▶ _LA CONSEGNA_
Individua nelle righe seguenti quelle in cui compare la parola "woman" e ricopiale tutte.

▶ _CONTENUTO DEI DATI_
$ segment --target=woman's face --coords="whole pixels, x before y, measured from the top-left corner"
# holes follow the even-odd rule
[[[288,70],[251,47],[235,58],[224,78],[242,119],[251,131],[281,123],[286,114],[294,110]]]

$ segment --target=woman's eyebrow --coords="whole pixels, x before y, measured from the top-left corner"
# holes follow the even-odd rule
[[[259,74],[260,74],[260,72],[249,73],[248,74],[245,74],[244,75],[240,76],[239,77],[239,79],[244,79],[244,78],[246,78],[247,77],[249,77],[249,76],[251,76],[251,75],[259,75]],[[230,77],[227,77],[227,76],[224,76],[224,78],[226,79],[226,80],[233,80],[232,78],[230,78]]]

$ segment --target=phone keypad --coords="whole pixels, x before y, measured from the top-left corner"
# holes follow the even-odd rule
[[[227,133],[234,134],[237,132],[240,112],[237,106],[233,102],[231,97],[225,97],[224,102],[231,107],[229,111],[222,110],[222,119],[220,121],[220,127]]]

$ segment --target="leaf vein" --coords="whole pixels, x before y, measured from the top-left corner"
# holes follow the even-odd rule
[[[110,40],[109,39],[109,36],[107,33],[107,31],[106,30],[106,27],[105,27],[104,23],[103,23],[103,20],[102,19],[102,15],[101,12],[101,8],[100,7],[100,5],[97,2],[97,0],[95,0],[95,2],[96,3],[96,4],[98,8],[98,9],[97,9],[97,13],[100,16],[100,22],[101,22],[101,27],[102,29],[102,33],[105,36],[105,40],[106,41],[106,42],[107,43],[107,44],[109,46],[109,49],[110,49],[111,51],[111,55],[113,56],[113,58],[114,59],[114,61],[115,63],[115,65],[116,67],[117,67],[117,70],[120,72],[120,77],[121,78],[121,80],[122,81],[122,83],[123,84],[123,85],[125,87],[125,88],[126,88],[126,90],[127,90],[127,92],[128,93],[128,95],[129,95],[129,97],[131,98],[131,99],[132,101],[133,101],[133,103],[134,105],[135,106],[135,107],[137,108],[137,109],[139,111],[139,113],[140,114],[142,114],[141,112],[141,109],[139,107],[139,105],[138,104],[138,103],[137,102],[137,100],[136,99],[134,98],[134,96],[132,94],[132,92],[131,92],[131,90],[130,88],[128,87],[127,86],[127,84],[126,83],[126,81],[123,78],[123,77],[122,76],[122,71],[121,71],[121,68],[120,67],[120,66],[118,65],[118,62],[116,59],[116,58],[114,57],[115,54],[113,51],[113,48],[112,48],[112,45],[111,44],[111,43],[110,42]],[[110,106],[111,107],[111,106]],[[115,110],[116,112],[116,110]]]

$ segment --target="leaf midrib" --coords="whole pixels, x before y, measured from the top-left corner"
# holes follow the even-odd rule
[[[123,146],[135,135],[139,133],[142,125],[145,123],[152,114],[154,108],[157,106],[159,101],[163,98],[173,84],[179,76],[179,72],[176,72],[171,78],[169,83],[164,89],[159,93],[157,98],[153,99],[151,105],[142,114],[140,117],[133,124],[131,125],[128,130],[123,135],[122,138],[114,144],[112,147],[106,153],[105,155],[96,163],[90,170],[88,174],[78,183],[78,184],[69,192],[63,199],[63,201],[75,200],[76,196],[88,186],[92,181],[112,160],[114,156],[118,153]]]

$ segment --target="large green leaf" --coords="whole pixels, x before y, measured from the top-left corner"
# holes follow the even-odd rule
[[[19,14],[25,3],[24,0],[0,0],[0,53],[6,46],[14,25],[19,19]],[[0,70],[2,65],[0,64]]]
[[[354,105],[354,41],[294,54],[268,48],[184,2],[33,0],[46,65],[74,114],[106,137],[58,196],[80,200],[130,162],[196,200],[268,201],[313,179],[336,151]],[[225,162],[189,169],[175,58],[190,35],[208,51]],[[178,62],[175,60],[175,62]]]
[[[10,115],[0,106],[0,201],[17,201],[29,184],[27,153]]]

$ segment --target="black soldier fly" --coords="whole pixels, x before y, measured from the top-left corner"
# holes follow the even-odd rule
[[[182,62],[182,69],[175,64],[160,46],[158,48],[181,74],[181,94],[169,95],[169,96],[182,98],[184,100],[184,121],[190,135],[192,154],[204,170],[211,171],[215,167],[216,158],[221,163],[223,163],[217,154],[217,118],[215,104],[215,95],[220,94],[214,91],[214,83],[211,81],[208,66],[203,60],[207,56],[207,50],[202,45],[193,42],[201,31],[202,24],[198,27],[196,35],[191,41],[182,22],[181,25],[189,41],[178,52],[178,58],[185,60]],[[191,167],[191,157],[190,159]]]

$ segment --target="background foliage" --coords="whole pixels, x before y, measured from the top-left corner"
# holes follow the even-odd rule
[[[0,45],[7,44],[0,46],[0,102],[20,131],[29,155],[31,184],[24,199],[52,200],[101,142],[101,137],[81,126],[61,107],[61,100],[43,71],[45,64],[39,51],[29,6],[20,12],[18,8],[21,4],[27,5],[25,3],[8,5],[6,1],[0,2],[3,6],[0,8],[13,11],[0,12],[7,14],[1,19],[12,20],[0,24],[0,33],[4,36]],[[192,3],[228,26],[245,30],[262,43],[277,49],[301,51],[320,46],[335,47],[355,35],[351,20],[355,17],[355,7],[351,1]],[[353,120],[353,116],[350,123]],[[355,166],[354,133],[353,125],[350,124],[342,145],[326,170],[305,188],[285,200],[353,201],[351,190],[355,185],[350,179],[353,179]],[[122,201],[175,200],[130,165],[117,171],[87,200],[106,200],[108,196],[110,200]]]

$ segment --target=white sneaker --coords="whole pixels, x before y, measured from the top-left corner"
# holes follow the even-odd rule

▶ _RISULTATO DELL'ESERCIZIO_
$ segment --target=woman's face --coords="whole pixels, x before y, measured from the top-left corner"
$ segment --target=woman's eyebrow --coords="whole pixels, x before y, measured from the top-left corner"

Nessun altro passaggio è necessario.